Estábamos ya en febrero de 2011,
cinco meses de curso, y llegó el momento; ya nos había amenazado el primer día.
Creo que ese fue el motivo por el que una tímida adolescente, la única que se había
matriculado en el taller, no volviera a la segunda clase. No es que no fuera capaz de escribirlo, sino que no me la imaginaba
leyendo un cuento de este tipo delante de un montón de adultos que podrían ser
sus padres. Alguno, incluso, su abuelo.
“Vamos a escribir en todos los
estilos”, nos había advertido Felicitas, “incluido el pornográfico y el erótico”.
Menos mal que nos quedamos con el último. Aunque no sé que es peor, porque en
el primero puedes escribir cualquier barbaridad, sin ningún pudor, y en el
erótico debes tener mucho cuidado en no sobrepasar esa delgada barrera que
separa los dos estilos, límite muy difícil de reconocer.
Cualquiera que me conozca se dirá
que cómo es posible que escriba esas cosas, con lo formalito que parece. Dos
cosas: primero, la narrativa no tiene por qué, ni debe, ser autobiográfica y
segundo, yo tuve que preguntar experiencias a amigos y compañeros, de ambos
sexos. A mí, no se me ocurría nada. Lo digo, sobre todo, por mis más allegados,
no sea que me retiren la palabra, por depravado.
Cuando terminé de leer el cuento
en clase, pensando en lo bien que me había quedado, la profesora me espetó
diciéndome que si pensaba que tenía que escribir un tratado de anatomía. Tuve
que retocar y quitar todos los términos relacionados con mis dolores de
espalda: lumbares, dorsales, cervicales…, los más usuales para mí.
Eso sí, no hay nada más
terapéutico que dedicar una tarde a leer cuentos eróticos. Hasta los más
recatados (como yo) y los que no se ríen nunca ese día se tronchan,
produciéndose tal cantidad de rubor, que el incremento de temperatura no baja
de cinco grados.
Aquí os lo dejo, en la pantalla.
Cuidado, no sea que queme.
Sentada enfrente
suyo; la falda negra de raso, blusa blanca, sus encarnados labios, los ojos
negros más radiantes que nunca, a pesar de la perdida mirada, como si él no
estuviera al otro lado. No concebía esa frialdad. Ella era la imagen que él se
había labrado hace tiempo. Uno sesenta y cinco, delgada, curvatura perfecta,
pechos redondos, del tamaño justo para tardar en mirar el suelo, con esas
puntitas curiosas que quieren ver, y se hacen notar.
Eran muchos los
viajes que habían hecho juntos. No podría ser que hubiera olvidado aquel fin de
semana, aquel viernes en que él la llevó a la casa de montaña que, amablemente,
le ofreció su compañero de oficina. Aquellos paseos por la nieve; resbalones,
caídas; agarrados de la mano, sin guantes, para sentir la transmisión de calor
a través de las líneas de la vida. Los besos suaves, ardorosos, que inundaban
sus bocas de candente deseo; los abrazos, con mutuas caricias labiales entre
los rincones escondidos de la lana que cubría sus cuellos. Después, en el hogar,
con las juguetonas llamas desprendidas por la chimenea como única luz, la cena
que él preparó, fría, para compensar; con ese vino gran reserva que con tanto
esmero eligió y que exprimieron hasta el último mililitro.

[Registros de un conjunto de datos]
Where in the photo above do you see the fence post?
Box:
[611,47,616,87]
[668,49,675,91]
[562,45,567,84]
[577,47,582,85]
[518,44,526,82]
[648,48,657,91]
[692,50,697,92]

=== CONSIGNA ===
Según el texto sobre el taller de escritura, ¿qué términos tuvo que quitar el autor de su cuento después del comentario de la profesora?

=== RESULTADO ===
Los relacionados con sus dolores de espalda: lumbares, dorsales y cervicales.